TEXT FOR ANALYSIS:
In 1863 Victor Guérin described the village, "perched like an eagle's nest", and surrounded by gardens. An Ottoman village list from about 1870 found that al-Qabu had a population of 28, in 18 houses, though the population count included men, only.

In 1883, the PEF's Survey of Western Palestine (SWP) described the village as being of moderate size, situated on a high hill, with houses built of stone. Other features mentioned were the presence of a ruined church on the hillside, southwest of the village, and two springs in the valley to the west.

The village was laid out in a rectangular plan, extending in a north–south direction along the secondary road. The houses in the village were built primarily of stone. A few small shops in the village were located around its main square. Al-Qabu also had a shrine dedicated to one Shaykh Amad al-'Umari that stood southeast of the village site.

===British Mandate era===
In the 1922 census of Palestine, conducted by the British Mandate authorities, al-Qabu had a population 139, all Muslims, increasing in the 1931 census to 192, still all Muslim; in a total of 31 houses.

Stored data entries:
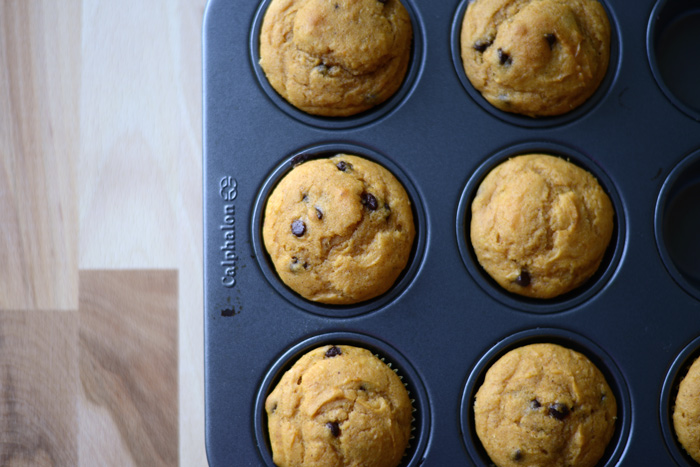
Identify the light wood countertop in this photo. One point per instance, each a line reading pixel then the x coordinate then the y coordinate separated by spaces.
pixel 101 320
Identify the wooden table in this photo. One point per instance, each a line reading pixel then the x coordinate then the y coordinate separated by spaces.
pixel 101 332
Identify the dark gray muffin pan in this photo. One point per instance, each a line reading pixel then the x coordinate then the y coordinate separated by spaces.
pixel 445 321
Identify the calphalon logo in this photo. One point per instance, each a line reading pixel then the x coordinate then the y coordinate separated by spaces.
pixel 229 259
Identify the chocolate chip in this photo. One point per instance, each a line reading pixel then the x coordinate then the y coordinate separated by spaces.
pixel 482 44
pixel 369 201
pixel 321 69
pixel 524 279
pixel 558 411
pixel 297 266
pixel 551 39
pixel 504 58
pixel 298 159
pixel 333 352
pixel 334 427
pixel 298 228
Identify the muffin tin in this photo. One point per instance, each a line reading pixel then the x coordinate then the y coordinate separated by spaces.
pixel 445 321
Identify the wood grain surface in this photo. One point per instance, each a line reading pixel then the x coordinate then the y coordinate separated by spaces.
pixel 101 331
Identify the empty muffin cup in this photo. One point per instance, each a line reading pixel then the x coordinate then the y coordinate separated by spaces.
pixel 678 221
pixel 673 38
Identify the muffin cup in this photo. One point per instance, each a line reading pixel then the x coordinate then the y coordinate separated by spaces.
pixel 339 311
pixel 540 122
pixel 421 407
pixel 415 67
pixel 676 373
pixel 570 299
pixel 595 354
pixel 677 223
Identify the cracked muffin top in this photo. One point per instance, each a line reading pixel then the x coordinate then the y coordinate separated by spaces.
pixel 335 57
pixel 540 225
pixel 339 230
pixel 339 406
pixel 535 57
pixel 545 405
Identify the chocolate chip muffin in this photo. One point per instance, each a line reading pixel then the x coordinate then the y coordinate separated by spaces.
pixel 540 225
pixel 535 57
pixel 335 58
pixel 339 230
pixel 544 405
pixel 339 406
pixel 686 413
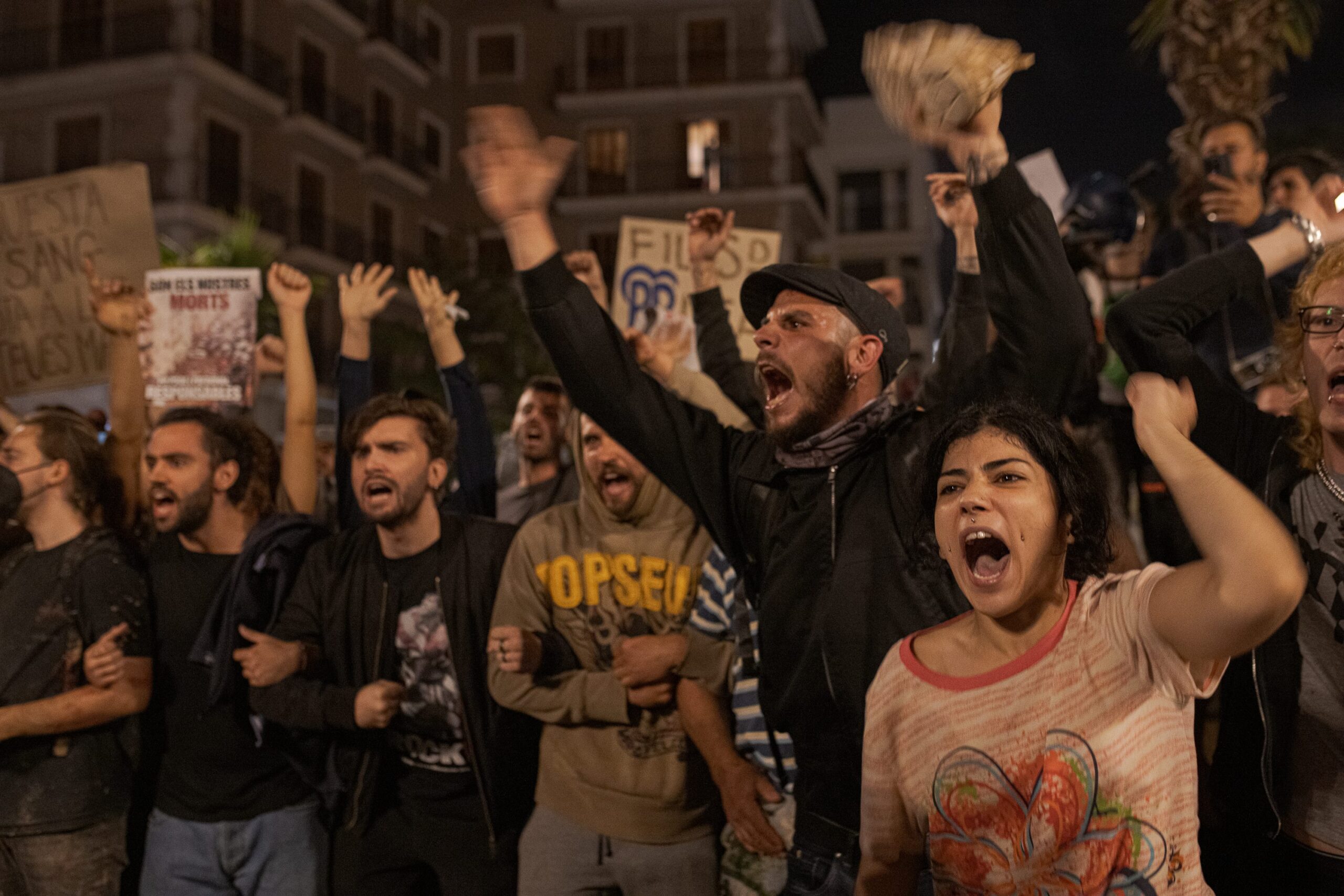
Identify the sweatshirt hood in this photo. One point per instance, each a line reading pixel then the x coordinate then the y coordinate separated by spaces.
pixel 655 505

WHAT YOU WILL DO:
1 - Can you repeat the al-Qabu passage word for word, starting with "In 1863 Victor" and going on through "included men, only."?
2 - How would you go on with the history of al-Qabu from the point where the passage ends?
This material has no connection to the passage about al-Qabu.

ANSWERS TO THE TASKS:
1 -
In 1863 Victor Guérin described the village, "perched like an eagle's nest", and surrounded by gardens. An Ottoman village list from about 1870 found that al-Qabu had a population of 28, in 18 houses, though the population count included men, only.

2 -
Several springs around the village, including Ayn Tuz and Ayn al-Bayada, provided water for its residents. The Ain al-Sharqiya, meaning "the eastern spring", also lay close by.

In the 1945 statistics, al-Qabu had a population of 260, all Muslims, with a total of 3,806 dunams of land. In 1944-45 the villagers had allocated a total of 1,233 dunums of village land to the cultivation of cereals; 436 dunums were irrigated or used for orchards. Olive trees covered 30 dunams of land, while 12 dunams were classified as built-up areas.

===1948 and the aftermath===
The village apparently changed hands several times in the 1948-1949 period, Morris writes that the village was first depopulated on 22–23 October 1948. However, in March 1949 the IDF mounted a series of major attacks eastwards, in the area of al-Qabu. The aim was to gain more territory, drive concentrations of Arabs eastwards, and create facts on the ground before a scheduled UN survey of Israeli and Jordanian positions. Notwithstanding these orders, the Israeli UN liaison officers were at pains to describe to the UN observers that the military clashes were the result of Arab incursions and attacks. In reality, Israeli troops were given direct orders to take al-Qabu, Khirbet Sanasin, al Jab'a, and Khirbet al-Hamam, even if it meant battling Jordanian troops.

Over the course of their operations, Israeli troops from the Fourth Brigade took several hilltops, and went on to clear the area of Arabs. The force, which was armed with machine-guns and mortars, were ordered to "hit every [adult male] Arab spotted in the area [but] not to harm women and children".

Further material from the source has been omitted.